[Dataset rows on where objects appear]

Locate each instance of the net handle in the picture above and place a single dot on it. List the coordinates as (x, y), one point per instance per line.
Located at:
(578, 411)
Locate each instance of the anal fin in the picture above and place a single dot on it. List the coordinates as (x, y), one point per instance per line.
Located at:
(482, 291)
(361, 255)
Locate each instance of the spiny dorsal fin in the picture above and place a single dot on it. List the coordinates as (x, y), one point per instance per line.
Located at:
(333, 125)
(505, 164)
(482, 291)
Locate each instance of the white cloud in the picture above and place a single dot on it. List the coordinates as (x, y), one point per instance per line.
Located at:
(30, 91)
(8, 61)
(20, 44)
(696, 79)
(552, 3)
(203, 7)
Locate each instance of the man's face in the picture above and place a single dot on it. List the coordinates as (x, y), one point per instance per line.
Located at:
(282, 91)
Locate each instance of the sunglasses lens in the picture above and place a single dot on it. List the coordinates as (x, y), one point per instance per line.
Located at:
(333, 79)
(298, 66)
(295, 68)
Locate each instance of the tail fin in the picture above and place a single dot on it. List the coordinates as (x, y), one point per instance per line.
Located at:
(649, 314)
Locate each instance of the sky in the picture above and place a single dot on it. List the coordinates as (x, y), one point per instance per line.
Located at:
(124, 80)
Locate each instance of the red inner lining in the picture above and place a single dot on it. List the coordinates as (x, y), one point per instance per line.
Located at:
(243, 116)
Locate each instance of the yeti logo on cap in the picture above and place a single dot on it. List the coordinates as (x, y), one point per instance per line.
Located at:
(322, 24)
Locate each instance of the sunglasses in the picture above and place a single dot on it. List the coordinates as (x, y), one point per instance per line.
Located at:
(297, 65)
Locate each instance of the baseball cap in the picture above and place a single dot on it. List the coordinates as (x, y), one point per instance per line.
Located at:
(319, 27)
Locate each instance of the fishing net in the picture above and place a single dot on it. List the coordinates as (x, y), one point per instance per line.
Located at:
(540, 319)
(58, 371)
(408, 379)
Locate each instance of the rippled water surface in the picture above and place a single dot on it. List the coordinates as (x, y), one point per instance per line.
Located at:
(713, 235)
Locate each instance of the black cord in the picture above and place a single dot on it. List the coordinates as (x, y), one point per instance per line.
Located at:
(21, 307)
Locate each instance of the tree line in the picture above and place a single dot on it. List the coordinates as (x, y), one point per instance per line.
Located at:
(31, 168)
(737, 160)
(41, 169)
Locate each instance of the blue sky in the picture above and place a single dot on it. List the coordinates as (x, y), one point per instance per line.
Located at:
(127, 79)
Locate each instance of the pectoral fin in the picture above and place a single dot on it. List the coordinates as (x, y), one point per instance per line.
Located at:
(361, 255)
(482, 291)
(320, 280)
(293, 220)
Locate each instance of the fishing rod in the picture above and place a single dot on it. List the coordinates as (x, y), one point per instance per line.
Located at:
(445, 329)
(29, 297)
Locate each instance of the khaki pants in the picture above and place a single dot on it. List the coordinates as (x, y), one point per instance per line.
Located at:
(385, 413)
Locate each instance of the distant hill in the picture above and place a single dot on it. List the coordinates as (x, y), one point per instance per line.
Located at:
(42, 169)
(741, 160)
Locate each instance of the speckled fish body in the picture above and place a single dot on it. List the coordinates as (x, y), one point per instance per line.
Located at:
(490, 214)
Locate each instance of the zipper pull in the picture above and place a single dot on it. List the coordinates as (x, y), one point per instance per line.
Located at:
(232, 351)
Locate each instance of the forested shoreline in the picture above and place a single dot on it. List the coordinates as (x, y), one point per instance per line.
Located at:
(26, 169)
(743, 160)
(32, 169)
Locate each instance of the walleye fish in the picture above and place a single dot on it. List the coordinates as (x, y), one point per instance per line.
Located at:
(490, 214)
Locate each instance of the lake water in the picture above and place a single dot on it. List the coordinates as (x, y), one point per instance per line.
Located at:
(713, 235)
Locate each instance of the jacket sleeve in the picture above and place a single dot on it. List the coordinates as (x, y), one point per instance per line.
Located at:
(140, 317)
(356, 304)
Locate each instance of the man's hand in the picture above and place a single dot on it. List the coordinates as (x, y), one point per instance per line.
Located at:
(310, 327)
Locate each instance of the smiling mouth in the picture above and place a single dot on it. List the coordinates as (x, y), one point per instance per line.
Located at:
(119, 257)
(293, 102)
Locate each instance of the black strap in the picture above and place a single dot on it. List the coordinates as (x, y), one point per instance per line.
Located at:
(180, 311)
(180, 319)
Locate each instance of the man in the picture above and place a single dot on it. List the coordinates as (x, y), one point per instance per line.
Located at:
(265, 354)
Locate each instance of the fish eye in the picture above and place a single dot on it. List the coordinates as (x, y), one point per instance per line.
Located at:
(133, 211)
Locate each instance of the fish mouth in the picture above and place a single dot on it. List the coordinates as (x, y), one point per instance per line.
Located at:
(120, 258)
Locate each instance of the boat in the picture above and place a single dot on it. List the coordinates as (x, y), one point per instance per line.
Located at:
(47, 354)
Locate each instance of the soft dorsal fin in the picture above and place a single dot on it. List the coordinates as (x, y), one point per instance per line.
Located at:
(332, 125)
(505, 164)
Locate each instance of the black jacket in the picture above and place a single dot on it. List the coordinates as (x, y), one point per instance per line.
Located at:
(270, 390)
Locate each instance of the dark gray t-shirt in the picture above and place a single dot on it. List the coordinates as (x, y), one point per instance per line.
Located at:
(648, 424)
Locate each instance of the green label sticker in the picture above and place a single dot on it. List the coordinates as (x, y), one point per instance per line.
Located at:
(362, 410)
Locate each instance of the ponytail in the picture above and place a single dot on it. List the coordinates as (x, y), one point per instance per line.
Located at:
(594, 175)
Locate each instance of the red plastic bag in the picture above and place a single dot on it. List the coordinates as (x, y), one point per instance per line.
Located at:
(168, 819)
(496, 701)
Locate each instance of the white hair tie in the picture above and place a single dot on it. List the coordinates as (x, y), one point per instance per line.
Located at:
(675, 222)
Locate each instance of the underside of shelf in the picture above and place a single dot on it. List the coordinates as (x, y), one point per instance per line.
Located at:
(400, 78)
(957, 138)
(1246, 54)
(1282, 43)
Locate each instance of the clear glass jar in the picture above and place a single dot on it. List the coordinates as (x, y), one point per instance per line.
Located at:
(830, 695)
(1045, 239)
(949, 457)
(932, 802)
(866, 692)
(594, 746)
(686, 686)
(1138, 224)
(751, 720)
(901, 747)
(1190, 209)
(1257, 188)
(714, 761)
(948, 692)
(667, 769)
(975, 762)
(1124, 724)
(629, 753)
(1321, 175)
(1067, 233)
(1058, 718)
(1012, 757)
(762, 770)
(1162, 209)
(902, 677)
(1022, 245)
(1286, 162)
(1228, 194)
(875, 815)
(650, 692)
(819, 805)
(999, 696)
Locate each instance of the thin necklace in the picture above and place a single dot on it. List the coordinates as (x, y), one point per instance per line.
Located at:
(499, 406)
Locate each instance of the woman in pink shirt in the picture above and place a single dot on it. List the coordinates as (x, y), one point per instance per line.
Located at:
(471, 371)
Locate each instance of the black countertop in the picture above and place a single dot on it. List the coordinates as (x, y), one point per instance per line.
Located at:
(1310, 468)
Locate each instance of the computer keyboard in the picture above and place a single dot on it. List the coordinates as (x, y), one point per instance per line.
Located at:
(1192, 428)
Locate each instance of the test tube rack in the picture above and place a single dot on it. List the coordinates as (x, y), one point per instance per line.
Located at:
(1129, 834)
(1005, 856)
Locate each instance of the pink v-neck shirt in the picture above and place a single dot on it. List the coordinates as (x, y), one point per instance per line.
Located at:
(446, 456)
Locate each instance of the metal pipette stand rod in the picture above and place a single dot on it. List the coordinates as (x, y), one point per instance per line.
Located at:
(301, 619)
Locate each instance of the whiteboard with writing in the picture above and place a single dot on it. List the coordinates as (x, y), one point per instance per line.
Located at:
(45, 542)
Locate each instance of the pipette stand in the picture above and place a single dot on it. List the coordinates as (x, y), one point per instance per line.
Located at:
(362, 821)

• **Task to carry out**: Using the material above, extract the line that contains "Locate each instance of the pink" and every line after it, exactly as given; stop at the last line.

• **Answer to the exercise**:
Locate each instance of the pink v-neck shirt in the picture above and place a single dot on it. List the coordinates as (x, y), one point per instance per line.
Located at:
(446, 456)
Locate each instance of the metal pipette stand rod in the picture above and place a single dot on it. List the coordinates as (x, y), one point per instance per line.
Located at:
(301, 619)
Locate each instance of the whiteboard with writing in the picture above and place a single dot on it. List the coordinates as (x, y), one point per instance per line.
Located at:
(45, 542)
Locate each instance of the pipette stand in the picture above and place a single dot on it. List the coordinates as (x, y), one point per instance per line.
Located at:
(362, 821)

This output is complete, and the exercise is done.